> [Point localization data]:
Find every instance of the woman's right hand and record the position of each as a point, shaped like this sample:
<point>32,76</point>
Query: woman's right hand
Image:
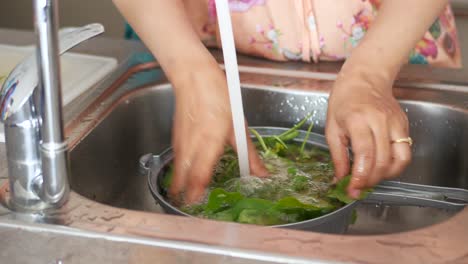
<point>202,128</point>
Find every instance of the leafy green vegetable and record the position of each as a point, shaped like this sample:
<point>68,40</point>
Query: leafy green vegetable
<point>300,183</point>
<point>340,191</point>
<point>298,189</point>
<point>219,200</point>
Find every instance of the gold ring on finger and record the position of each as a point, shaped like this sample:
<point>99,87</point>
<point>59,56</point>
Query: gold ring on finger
<point>187,164</point>
<point>404,140</point>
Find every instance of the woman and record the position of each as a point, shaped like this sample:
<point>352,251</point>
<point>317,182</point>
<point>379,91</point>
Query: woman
<point>376,38</point>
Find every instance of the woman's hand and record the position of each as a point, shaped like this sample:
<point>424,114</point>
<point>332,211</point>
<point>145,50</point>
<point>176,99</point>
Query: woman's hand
<point>202,128</point>
<point>364,115</point>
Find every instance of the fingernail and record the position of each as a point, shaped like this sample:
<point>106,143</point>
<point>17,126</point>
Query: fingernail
<point>355,193</point>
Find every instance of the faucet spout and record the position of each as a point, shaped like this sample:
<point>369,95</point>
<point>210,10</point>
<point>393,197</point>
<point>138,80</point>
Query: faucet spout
<point>53,148</point>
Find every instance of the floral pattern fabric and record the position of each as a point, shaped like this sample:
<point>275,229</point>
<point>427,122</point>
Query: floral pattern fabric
<point>316,30</point>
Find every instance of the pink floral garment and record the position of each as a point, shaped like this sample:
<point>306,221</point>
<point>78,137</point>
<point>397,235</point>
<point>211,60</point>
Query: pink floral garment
<point>316,30</point>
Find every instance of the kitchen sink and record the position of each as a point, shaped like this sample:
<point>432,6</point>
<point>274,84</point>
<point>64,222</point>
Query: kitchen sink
<point>105,167</point>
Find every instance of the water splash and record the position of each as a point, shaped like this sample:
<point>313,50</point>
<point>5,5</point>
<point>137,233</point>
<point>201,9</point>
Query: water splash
<point>233,82</point>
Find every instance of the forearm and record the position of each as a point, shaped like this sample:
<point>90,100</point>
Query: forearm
<point>166,30</point>
<point>396,30</point>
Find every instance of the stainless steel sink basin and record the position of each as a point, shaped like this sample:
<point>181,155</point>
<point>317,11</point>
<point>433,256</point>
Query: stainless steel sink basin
<point>105,162</point>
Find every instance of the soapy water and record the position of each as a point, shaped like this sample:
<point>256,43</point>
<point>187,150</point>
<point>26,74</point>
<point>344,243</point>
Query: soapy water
<point>233,83</point>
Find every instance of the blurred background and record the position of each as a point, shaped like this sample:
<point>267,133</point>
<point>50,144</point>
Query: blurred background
<point>17,14</point>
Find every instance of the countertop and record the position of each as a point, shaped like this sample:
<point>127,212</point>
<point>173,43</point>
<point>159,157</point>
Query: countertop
<point>39,243</point>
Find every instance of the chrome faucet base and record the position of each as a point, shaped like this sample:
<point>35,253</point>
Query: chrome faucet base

> [Task to complete]:
Transcribe all lines above exactly, skipping pictures.

> [Exercise response]:
Find every instance of the woman's right hand and record the position of each as a point, shaped like this sample:
<point>32,76</point>
Query: woman's right hand
Image:
<point>202,128</point>
Find every instance of the leafy green vegetable and record the position of each as a point, shaped like this sample:
<point>68,40</point>
Query: leafy green vegetable
<point>300,183</point>
<point>340,191</point>
<point>298,189</point>
<point>219,200</point>
Find every instance of the gold ring on finger and record the position of each as a point, shaped like this sample:
<point>99,87</point>
<point>59,56</point>
Query: gold ring on finger
<point>187,164</point>
<point>404,140</point>
Find every instance of the woman and record the position of each as a point, shaped like this sample:
<point>352,251</point>
<point>317,182</point>
<point>379,91</point>
Query: woman
<point>376,38</point>
Find every instance of the woman's hand and record the position of each as a point, shaped like this sample:
<point>424,114</point>
<point>332,211</point>
<point>145,50</point>
<point>176,99</point>
Query: woman's hand
<point>202,128</point>
<point>364,115</point>
Find every instance of the fingernail and record the position of each as a point, shaped like this sample:
<point>106,143</point>
<point>17,126</point>
Query: fingernail
<point>355,193</point>
Find every instance of the faucet spout and record the position of each as a point, shaped like this sample:
<point>369,95</point>
<point>210,10</point>
<point>393,197</point>
<point>138,80</point>
Query: faucet spout
<point>53,148</point>
Find every instance of the floral pattern fabric and record the position of each as a point, shaped like this sample:
<point>275,229</point>
<point>427,122</point>
Query: floral pattern fabric
<point>316,30</point>
Find every instance of the pink floral garment and record the position of each as a point, shaped like this sample:
<point>306,221</point>
<point>78,137</point>
<point>397,235</point>
<point>211,60</point>
Query: pink floral garment
<point>316,30</point>
Find every instance of the kitchen sink and record the position of each as a point, shaped like this sample:
<point>432,6</point>
<point>274,84</point>
<point>64,222</point>
Query: kitchen sink
<point>105,167</point>
Find every instance of the water splash and record the position of each as a point, shaped like this sample:
<point>313,50</point>
<point>5,5</point>
<point>137,233</point>
<point>201,9</point>
Query: water splash
<point>233,82</point>
Find every instance of the forearm and record the position of each as a point, shaped like this sample:
<point>90,100</point>
Query: forearm
<point>166,30</point>
<point>396,30</point>
Find every instance of the stainless steel sink basin and record the position of each as a point, shaped like this sample:
<point>181,155</point>
<point>317,11</point>
<point>433,256</point>
Query: stainless steel sink basin
<point>105,162</point>
Find every instance of the soapy water and record the position of each as a point, shaped like this sample:
<point>256,43</point>
<point>187,150</point>
<point>26,74</point>
<point>344,243</point>
Query: soapy water
<point>233,83</point>
Find every instance of the blurred background and record the position of each as a point, shaped like this sample:
<point>267,133</point>
<point>50,144</point>
Query: blurred background
<point>17,14</point>
Find every instance of the countertop and record the position of each as a point, shaped like this sample:
<point>127,212</point>
<point>173,43</point>
<point>159,157</point>
Query: countertop
<point>39,243</point>
Find every instance of the chrome faucet base and record the position of each as a point, shaped like this sample:
<point>35,253</point>
Query: chrome faucet base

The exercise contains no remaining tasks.